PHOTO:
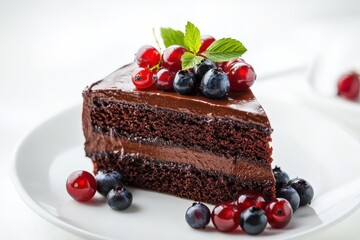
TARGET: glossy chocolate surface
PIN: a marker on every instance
(241, 106)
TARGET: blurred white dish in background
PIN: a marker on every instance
(339, 56)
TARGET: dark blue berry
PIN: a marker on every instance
(304, 189)
(215, 83)
(184, 82)
(291, 195)
(202, 68)
(198, 215)
(253, 220)
(107, 180)
(119, 198)
(281, 177)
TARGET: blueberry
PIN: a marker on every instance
(202, 68)
(281, 177)
(304, 189)
(184, 82)
(119, 198)
(107, 180)
(198, 215)
(253, 220)
(215, 83)
(291, 195)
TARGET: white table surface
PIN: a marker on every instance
(51, 50)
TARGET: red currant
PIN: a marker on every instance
(81, 185)
(278, 212)
(349, 86)
(242, 76)
(165, 79)
(229, 64)
(206, 41)
(250, 198)
(226, 216)
(142, 78)
(172, 58)
(147, 56)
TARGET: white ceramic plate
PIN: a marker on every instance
(305, 144)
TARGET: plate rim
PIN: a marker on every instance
(24, 195)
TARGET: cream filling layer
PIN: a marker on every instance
(241, 168)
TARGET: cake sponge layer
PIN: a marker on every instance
(161, 126)
(182, 180)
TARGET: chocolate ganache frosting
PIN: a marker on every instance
(238, 106)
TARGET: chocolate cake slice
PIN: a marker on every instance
(190, 146)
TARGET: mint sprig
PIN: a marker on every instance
(172, 37)
(189, 60)
(222, 50)
(192, 37)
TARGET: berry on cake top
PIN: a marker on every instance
(193, 63)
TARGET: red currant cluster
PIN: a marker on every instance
(162, 69)
(349, 86)
(251, 212)
(82, 186)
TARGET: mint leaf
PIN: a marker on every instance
(189, 60)
(172, 37)
(224, 49)
(192, 37)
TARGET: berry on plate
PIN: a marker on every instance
(250, 198)
(206, 41)
(107, 180)
(278, 212)
(142, 78)
(81, 185)
(119, 198)
(253, 220)
(184, 82)
(147, 56)
(349, 86)
(215, 84)
(304, 189)
(242, 76)
(226, 216)
(202, 68)
(171, 58)
(281, 177)
(164, 79)
(198, 215)
(291, 195)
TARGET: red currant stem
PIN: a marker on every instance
(157, 41)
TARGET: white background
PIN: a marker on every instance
(50, 50)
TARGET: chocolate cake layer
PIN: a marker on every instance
(118, 87)
(244, 169)
(190, 146)
(182, 180)
(218, 135)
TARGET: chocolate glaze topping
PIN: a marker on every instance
(241, 106)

* **Task instructions**:
Copy every one of the records above line for line, leaving out the pictures.

* **Task result**:
PHOTO:
TARGET: glossy chocolate surface
PIN: a marker on every instance
(241, 106)
TARGET: blurred white dish in background
PIN: a marker on every instance
(339, 56)
TARGET: dark blue berry
PIN: a marker on every instance
(304, 189)
(215, 83)
(184, 82)
(291, 195)
(202, 68)
(198, 215)
(253, 220)
(107, 180)
(119, 198)
(281, 177)
TARGET: blueberry
PIN: a marker on every instance
(202, 68)
(281, 177)
(304, 189)
(184, 82)
(119, 198)
(107, 180)
(198, 215)
(253, 220)
(215, 83)
(291, 195)
TARGET: white table surface
PIN: a marker on every instance
(51, 50)
TARGET: red currant
PIN: a marker on every instance
(81, 185)
(278, 212)
(349, 86)
(242, 76)
(165, 79)
(229, 64)
(206, 41)
(250, 198)
(226, 216)
(142, 78)
(172, 58)
(147, 56)
TARGET: white ceramic plate
PIN: a marker on every instance
(305, 144)
TARGET: plate rim
PIN: a marker on every instance
(24, 195)
TARGET: cream filling layer
PIN: a marker on every instance
(241, 168)
TARGET: cake sponge layer
PIN: a marker on every instance
(161, 126)
(182, 180)
TARGET: chocolate ganache frosting
PIN: a marker on every instance
(238, 106)
TARGET: chocolate cake slice
PIN: a marker on every instance
(190, 146)
TARGET: mint sprig
PIN: a marker on every instance
(172, 37)
(189, 60)
(222, 50)
(192, 37)
TARGET: berry on cake top
PIN: a marker on every instance
(193, 63)
TARGET: red currant cluster
PIN: a marker on every instance
(162, 69)
(349, 86)
(251, 212)
(82, 186)
TARGET: mint leaf
PIN: a marker on every instance
(189, 60)
(172, 37)
(224, 49)
(192, 37)
TARGET: berry on plate
PIN: a marker on every instance
(250, 198)
(206, 41)
(107, 180)
(278, 212)
(142, 78)
(81, 185)
(119, 198)
(253, 220)
(184, 82)
(147, 56)
(349, 86)
(215, 84)
(304, 189)
(242, 76)
(226, 216)
(202, 68)
(171, 58)
(281, 177)
(164, 79)
(198, 215)
(291, 195)
TARGET: red currant stem
PIN: a marker on every instance
(157, 41)
TARGET: white background
PIN: a marker on every instance
(50, 50)
TARGET: chocolate cake layer
PIN: a marker on every instance
(118, 87)
(244, 169)
(190, 146)
(182, 180)
(218, 135)
TARGET: chocolate glaze topping
PIN: a marker on every instance
(241, 106)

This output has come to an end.